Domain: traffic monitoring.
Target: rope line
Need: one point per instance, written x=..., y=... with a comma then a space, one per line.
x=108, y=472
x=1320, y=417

--- Exercise instructions ---
Repeat the data above line for line, with no changes.

--- Final result ---
Domain: traffic monitoring.
Target: rope line
Need: one point per instance, written x=..., y=... with a comma then a space, one per line.
x=108, y=472
x=1320, y=417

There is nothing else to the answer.